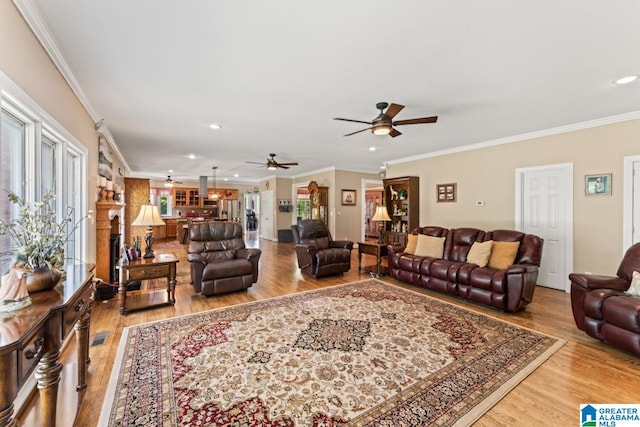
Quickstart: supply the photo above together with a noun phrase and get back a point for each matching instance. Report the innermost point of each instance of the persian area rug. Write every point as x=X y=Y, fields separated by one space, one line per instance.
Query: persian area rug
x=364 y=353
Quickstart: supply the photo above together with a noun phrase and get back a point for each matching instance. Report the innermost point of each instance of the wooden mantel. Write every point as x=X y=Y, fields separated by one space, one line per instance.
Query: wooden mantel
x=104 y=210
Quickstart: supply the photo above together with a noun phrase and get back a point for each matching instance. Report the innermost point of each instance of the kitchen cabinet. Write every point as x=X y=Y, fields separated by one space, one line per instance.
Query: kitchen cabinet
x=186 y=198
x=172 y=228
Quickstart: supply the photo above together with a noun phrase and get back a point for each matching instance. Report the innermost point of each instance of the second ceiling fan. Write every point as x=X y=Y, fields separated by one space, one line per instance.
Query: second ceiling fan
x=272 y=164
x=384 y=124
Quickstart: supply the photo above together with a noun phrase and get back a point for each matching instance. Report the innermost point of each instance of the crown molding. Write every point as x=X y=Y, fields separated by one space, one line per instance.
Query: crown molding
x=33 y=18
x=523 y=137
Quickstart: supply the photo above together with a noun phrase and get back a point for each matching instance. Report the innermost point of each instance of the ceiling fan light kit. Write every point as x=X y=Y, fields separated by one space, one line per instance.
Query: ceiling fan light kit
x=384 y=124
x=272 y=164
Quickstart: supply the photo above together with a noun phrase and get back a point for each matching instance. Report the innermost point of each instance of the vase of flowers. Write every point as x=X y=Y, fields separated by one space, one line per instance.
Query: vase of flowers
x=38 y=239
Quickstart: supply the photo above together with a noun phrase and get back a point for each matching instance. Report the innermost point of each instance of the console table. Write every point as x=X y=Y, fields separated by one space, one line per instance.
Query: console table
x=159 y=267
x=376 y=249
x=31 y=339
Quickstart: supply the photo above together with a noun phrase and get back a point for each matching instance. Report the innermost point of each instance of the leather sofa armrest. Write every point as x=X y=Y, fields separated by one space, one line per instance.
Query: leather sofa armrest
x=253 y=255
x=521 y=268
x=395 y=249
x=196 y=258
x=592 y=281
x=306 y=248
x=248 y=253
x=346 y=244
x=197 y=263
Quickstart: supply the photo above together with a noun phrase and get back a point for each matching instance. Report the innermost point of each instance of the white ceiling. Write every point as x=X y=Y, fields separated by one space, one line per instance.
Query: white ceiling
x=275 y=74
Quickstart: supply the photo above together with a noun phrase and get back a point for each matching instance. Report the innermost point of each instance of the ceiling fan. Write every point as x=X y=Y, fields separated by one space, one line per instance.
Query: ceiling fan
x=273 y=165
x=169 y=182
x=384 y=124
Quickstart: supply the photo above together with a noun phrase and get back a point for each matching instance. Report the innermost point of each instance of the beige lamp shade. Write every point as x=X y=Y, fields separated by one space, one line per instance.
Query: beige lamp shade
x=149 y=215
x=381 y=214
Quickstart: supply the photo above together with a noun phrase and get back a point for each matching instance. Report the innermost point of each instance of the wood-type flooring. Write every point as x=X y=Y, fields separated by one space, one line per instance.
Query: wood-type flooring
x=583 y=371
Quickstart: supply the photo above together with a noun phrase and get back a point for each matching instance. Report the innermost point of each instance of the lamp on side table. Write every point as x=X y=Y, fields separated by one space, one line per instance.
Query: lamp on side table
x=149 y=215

-----

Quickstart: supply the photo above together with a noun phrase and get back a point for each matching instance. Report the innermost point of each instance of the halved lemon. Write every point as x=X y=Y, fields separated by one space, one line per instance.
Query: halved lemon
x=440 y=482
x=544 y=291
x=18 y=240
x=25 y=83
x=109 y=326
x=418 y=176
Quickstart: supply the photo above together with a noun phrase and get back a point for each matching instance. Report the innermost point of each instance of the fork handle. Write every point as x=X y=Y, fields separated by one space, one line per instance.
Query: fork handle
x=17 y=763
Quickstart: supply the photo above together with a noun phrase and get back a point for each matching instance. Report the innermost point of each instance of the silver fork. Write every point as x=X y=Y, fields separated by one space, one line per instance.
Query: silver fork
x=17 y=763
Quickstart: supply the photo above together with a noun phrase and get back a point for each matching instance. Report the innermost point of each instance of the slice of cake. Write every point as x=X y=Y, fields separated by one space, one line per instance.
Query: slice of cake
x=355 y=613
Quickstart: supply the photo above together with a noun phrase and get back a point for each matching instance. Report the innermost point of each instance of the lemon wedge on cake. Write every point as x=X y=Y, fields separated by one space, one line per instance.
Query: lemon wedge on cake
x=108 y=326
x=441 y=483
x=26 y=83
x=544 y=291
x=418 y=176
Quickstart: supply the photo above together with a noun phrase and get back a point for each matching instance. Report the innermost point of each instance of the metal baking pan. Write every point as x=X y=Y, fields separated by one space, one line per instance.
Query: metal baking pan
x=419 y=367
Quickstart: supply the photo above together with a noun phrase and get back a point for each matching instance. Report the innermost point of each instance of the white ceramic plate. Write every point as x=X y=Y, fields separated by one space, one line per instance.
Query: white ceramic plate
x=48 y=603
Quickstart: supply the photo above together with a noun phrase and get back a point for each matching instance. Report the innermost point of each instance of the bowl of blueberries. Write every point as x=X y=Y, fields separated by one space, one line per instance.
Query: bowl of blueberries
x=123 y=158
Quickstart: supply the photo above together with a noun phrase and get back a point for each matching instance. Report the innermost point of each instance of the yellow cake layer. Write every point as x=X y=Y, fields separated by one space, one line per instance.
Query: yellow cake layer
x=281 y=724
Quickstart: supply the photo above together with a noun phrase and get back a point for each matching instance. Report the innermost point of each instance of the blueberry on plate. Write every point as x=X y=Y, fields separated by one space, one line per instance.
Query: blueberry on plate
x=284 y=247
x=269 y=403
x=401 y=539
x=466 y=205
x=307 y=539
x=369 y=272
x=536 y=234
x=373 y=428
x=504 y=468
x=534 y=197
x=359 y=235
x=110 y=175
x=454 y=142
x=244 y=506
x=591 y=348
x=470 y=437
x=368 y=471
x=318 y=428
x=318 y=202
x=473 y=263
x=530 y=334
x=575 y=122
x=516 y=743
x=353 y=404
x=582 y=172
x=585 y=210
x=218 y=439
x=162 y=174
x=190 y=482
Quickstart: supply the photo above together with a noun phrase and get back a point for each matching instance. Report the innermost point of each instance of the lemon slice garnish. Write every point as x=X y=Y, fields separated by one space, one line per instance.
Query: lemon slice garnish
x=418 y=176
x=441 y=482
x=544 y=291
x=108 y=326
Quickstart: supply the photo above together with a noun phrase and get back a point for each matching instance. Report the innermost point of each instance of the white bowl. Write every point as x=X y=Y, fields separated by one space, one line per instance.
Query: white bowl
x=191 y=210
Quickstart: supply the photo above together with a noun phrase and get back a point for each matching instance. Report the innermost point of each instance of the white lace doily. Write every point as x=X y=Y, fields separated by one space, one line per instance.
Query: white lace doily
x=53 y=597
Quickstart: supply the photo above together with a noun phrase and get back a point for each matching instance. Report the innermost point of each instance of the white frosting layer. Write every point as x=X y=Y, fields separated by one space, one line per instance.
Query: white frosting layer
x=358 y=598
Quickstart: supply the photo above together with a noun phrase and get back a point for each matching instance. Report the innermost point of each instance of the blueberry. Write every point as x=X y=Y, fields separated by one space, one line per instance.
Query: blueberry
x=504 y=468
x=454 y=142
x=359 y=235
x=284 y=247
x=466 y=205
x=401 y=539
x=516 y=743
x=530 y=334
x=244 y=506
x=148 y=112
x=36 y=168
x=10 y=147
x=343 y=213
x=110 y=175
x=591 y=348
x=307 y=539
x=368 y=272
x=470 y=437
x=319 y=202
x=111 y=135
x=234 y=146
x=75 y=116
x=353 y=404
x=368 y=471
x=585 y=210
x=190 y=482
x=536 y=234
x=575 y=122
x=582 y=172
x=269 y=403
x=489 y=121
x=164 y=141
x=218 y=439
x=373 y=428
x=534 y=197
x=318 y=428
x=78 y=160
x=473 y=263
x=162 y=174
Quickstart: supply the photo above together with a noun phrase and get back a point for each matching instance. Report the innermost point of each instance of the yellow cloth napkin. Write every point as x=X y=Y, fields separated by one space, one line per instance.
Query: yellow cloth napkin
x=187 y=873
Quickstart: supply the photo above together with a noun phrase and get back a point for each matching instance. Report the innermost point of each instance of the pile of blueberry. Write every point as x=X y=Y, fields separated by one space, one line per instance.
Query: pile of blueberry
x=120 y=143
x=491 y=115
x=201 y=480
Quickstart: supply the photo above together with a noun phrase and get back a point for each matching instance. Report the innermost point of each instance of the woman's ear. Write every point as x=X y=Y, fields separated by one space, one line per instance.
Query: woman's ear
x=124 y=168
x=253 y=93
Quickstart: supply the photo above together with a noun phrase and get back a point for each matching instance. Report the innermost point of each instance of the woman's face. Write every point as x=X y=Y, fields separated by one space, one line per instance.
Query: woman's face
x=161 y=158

-----

[Your goal]
Everything above from the line containing "the blueberry on" down to the line containing "the lemon slice" is to be transcribed exactly, with both of those lines included and nothing else added.

[Solution for this problem]
Quickstart: supply the photo above together with a noun phrase and get back a point for each matching instance. Report the innermost point of each instance of the blueberry on plate. Write every point as x=X y=Y, fields separated by one space, one line per instance.
Query: blueberry on plate
x=284 y=247
x=269 y=403
x=401 y=539
x=466 y=205
x=307 y=539
x=369 y=272
x=536 y=234
x=373 y=428
x=504 y=468
x=534 y=197
x=359 y=235
x=110 y=175
x=454 y=142
x=244 y=506
x=591 y=348
x=470 y=437
x=368 y=471
x=318 y=428
x=318 y=202
x=473 y=263
x=530 y=334
x=575 y=122
x=516 y=743
x=353 y=404
x=582 y=172
x=585 y=210
x=218 y=439
x=162 y=174
x=190 y=482
Quickstart: supply the photo above together with a noun phrase and get back a point for each matching instance. Report the innermost point of each instance of the lemon slice garnish. Write every point as x=X y=Y, fields separated by one space, one line per instance.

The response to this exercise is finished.